WHAT YOU HAVE TO DO:
Can you retype each of the items below word for word, leaving the pictures out of your answer?
# # # # #
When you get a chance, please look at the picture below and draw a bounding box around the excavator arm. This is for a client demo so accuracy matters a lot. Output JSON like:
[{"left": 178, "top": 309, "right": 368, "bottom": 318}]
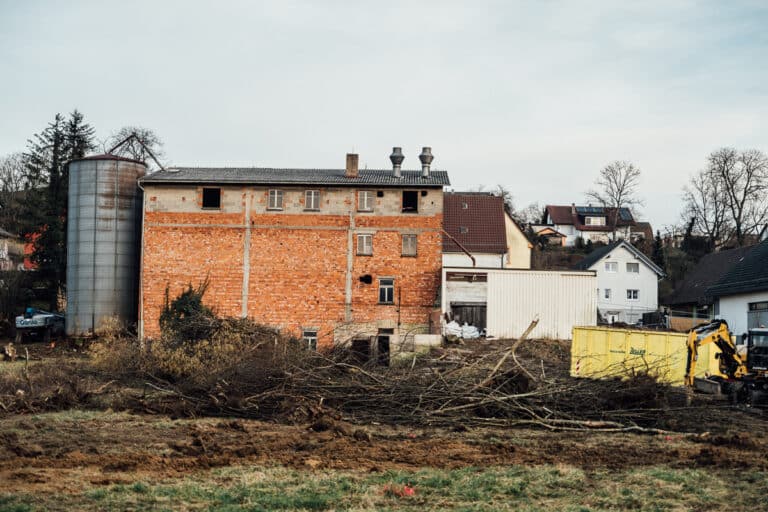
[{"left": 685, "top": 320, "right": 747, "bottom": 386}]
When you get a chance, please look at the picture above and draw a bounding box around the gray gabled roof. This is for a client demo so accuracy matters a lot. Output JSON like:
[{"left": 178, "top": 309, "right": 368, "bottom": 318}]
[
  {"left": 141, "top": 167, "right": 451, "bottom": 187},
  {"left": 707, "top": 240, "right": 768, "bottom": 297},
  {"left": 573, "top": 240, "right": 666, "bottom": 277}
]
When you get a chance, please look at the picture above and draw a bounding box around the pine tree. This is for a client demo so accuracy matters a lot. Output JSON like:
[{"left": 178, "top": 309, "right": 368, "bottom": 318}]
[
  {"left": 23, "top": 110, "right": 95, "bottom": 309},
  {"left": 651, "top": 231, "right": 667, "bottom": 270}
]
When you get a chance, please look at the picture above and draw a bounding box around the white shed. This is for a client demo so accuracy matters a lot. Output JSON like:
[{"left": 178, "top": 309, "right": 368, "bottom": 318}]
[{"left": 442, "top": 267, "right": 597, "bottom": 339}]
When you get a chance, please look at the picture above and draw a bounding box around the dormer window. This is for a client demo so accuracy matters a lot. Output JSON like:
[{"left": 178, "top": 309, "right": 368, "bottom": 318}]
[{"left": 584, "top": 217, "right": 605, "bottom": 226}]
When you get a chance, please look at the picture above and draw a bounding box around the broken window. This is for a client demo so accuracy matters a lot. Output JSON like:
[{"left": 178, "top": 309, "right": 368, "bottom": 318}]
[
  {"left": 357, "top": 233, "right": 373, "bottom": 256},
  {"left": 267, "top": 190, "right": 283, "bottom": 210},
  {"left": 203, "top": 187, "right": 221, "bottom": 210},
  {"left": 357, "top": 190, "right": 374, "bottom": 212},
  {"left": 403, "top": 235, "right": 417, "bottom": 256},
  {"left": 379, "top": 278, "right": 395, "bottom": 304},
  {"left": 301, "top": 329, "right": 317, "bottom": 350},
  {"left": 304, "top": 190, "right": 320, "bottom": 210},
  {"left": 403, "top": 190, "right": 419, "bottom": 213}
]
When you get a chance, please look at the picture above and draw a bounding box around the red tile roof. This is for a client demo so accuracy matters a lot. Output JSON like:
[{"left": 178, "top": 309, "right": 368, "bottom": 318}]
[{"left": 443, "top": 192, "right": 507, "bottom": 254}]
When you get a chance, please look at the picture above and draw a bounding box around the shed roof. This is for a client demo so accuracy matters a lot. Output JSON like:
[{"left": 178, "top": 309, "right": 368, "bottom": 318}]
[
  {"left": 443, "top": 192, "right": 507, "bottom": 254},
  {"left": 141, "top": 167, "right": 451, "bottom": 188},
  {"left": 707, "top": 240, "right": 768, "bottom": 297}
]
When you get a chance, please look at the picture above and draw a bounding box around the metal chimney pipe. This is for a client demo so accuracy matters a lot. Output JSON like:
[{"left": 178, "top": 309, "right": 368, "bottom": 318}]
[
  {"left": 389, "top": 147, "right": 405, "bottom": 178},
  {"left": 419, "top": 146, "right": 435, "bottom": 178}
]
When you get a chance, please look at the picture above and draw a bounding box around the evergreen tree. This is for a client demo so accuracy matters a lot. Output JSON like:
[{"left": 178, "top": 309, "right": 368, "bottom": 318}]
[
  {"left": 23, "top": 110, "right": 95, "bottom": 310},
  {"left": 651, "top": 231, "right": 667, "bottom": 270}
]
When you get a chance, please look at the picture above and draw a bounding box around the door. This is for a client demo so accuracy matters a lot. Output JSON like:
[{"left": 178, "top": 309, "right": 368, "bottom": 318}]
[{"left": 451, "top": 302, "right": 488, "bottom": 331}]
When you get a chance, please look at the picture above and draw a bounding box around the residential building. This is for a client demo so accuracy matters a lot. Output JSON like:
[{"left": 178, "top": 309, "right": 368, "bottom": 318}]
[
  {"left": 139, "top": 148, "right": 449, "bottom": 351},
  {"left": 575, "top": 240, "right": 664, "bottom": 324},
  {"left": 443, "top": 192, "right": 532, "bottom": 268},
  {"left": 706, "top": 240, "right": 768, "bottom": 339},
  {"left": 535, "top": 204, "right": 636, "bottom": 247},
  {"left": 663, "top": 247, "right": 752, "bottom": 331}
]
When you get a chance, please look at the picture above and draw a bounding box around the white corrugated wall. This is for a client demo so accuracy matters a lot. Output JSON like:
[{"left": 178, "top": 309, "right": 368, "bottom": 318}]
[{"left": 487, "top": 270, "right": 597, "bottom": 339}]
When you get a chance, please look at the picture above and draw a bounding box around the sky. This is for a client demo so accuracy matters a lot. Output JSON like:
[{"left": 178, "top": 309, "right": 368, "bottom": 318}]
# # # # #
ANSWER TO THIS PROBLEM:
When you get a chance, please look at the picture below and draw a bounding box around the excavator arm. This is for a client demo so accuracy matters a lot. Output JSON like:
[{"left": 178, "top": 309, "right": 368, "bottom": 318}]
[{"left": 685, "top": 320, "right": 747, "bottom": 386}]
When you get a chance, please look at the picture above and draw a bounding box around the gray gabled roof. This is for a client demo so accuracy matters a lot. Output JSON like:
[{"left": 178, "top": 309, "right": 368, "bottom": 318}]
[
  {"left": 141, "top": 167, "right": 451, "bottom": 187},
  {"left": 707, "top": 240, "right": 768, "bottom": 297},
  {"left": 573, "top": 240, "right": 666, "bottom": 277}
]
When you get a chance, please look at the picture above and draw a bounding box around the pine tree. This is for a client demo so accuracy matters a lot. Output JSON like:
[{"left": 178, "top": 309, "right": 368, "bottom": 318}]
[
  {"left": 23, "top": 110, "right": 95, "bottom": 309},
  {"left": 651, "top": 231, "right": 667, "bottom": 270}
]
When you get a chance, please look at the picture above and draw a bounding box around the white shed. This is for a client demo so accuracy matters a lot. Output JSON like:
[{"left": 178, "top": 309, "right": 368, "bottom": 318}]
[{"left": 442, "top": 267, "right": 597, "bottom": 339}]
When you get a chance, please look at the picture above and draw a bounding box around the dormer window. This is for a client demo so accuracy matters a lot. Output JSON like:
[{"left": 178, "top": 309, "right": 368, "bottom": 318}]
[{"left": 584, "top": 217, "right": 605, "bottom": 226}]
When you get a chance, please look at the picture above and draw a bounding box around the broken window. This is for a client demo so accuracy matters a lot. Output JSON like:
[{"left": 178, "top": 309, "right": 368, "bottom": 318}]
[
  {"left": 357, "top": 233, "right": 373, "bottom": 256},
  {"left": 267, "top": 190, "right": 283, "bottom": 210},
  {"left": 203, "top": 187, "right": 221, "bottom": 210},
  {"left": 357, "top": 190, "right": 374, "bottom": 212},
  {"left": 403, "top": 235, "right": 417, "bottom": 256},
  {"left": 379, "top": 278, "right": 395, "bottom": 304},
  {"left": 301, "top": 329, "right": 317, "bottom": 350},
  {"left": 304, "top": 190, "right": 320, "bottom": 210},
  {"left": 403, "top": 190, "right": 419, "bottom": 213}
]
When you get a chance, please look at the picture above and draw a bounding box around the red tile roof. This is for a client demo so accuracy matters a lot. Output JSON like:
[{"left": 178, "top": 309, "right": 368, "bottom": 318}]
[{"left": 443, "top": 192, "right": 507, "bottom": 254}]
When you get a chance, please look at the picture above and draw a bounding box around the shed roof. This is for a client demo so accuracy matters a lot. Output JSON like:
[{"left": 178, "top": 309, "right": 368, "bottom": 318}]
[
  {"left": 443, "top": 192, "right": 507, "bottom": 254},
  {"left": 141, "top": 167, "right": 451, "bottom": 188},
  {"left": 707, "top": 240, "right": 768, "bottom": 297}
]
When you get a chance, please look at the picture above and draw a bounding box around the metal chimney pipe. This is for a client demo so accuracy matters a lot. Output JSON like:
[{"left": 178, "top": 309, "right": 368, "bottom": 318}]
[
  {"left": 389, "top": 147, "right": 405, "bottom": 178},
  {"left": 419, "top": 146, "right": 435, "bottom": 178}
]
When you get a chance, please look at the picture above and draw a bounding box around the evergreen tree. This is for a client demo so accuracy matters a lot. Output JSON like:
[{"left": 178, "top": 309, "right": 368, "bottom": 318}]
[
  {"left": 23, "top": 110, "right": 95, "bottom": 310},
  {"left": 651, "top": 231, "right": 667, "bottom": 270}
]
When you get a chance, please look at the picture above and draw a bounding box around the door. This is for a client demo so accuracy matters a lot. Output JSON like:
[{"left": 178, "top": 309, "right": 368, "bottom": 318}]
[{"left": 451, "top": 302, "right": 488, "bottom": 331}]
When you get a chance, please look at the picture above and draw a bounding box around the residential building. This is for a client demo so accuracy matters a lot. Output JSON like:
[{"left": 178, "top": 309, "right": 368, "bottom": 318}]
[
  {"left": 139, "top": 148, "right": 449, "bottom": 351},
  {"left": 575, "top": 240, "right": 664, "bottom": 324},
  {"left": 443, "top": 192, "right": 532, "bottom": 268},
  {"left": 706, "top": 240, "right": 768, "bottom": 339},
  {"left": 535, "top": 204, "right": 636, "bottom": 247},
  {"left": 663, "top": 247, "right": 752, "bottom": 331}
]
When you get a chance, please look at the picture above and draw a bounding box around the white corrugated wall. This is for a client demo so accuracy matters a lot. Output JSON like:
[{"left": 178, "top": 309, "right": 368, "bottom": 318}]
[{"left": 487, "top": 270, "right": 597, "bottom": 339}]
When you get a chance, please look at the picture above and draw a bounding box around the sky. This is for a client demo so accuracy matters a lot. Output JSON like:
[{"left": 178, "top": 309, "right": 368, "bottom": 318}]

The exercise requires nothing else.